Step 1.5: define some useful functions

We need to create some additional functionality that isn't in the libraries we will use in order to split the dataset without losing the W_ids of our rows as well as to evaluate our performance.

In [3]:
colvec_to_array = lambda colvec: np.asarray(colvec).ravel()
def split_dset(df, features, target, rng_seed, testset_size = 0.25, cat_to_dummies=False, verbose=False):
    '''
    Splits the dataframe into train/test subsets, then
    extracts numpy matrices of features and numpy arrays
    of W_ids and target labels
    '''
    # first, convert categorical to dummy variables
    thresh = math.ceil(testset_size * df.shape[0])
    test = df.iloc[:thresh, :]
    train = df.iloc[thresh:, :]
    if verbose:
        print('TRAIN Average response per mailing: $' + str(train.Payment.mean()))

Bounding box annotation entries:
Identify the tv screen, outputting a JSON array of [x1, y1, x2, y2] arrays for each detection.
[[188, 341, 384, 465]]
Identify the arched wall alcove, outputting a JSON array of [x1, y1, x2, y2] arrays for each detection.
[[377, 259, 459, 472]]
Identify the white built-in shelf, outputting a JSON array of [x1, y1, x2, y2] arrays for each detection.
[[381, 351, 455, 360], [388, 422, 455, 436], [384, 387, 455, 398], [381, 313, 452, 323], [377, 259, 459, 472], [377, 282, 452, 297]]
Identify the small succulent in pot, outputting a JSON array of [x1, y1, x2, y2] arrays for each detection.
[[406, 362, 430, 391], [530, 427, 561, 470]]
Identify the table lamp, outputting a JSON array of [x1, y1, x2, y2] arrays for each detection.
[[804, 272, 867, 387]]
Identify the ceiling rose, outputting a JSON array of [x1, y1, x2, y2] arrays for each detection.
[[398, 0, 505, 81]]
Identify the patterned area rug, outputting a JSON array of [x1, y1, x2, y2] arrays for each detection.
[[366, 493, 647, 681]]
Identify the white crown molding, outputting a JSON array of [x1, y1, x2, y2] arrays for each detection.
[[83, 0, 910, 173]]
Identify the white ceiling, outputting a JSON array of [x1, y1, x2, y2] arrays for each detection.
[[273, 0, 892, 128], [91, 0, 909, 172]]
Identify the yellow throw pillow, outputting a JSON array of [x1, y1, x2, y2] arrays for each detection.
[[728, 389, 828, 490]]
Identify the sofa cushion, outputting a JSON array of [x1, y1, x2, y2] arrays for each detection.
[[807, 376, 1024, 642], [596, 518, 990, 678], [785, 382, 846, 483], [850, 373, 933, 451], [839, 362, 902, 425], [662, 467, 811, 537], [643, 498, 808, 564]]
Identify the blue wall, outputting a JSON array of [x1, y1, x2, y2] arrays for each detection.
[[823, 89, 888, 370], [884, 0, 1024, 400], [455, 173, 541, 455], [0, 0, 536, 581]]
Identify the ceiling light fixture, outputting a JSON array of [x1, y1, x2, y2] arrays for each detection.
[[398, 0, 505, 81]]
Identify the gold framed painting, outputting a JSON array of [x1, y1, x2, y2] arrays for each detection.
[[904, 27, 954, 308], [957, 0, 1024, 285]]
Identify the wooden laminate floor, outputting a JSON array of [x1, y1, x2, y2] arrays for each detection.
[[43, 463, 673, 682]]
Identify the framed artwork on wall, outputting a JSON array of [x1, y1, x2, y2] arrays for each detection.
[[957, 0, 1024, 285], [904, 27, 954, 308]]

What to work on:
Write out the stretch of the helper-functions text above from "We need to create" through "lambda colvec: np.asarray(colvec).ravel()", substituting "accuracy" for "performance".

Solution to the problem:
We need to create some additional functionality that isn't in the libraries we will use in order to split the dataset without losing the W_ids of our rows as well as to evaluate our accuracy.

In [3]:
colvec_to_array = lambda colvec: np.asarray(colvec).ravel()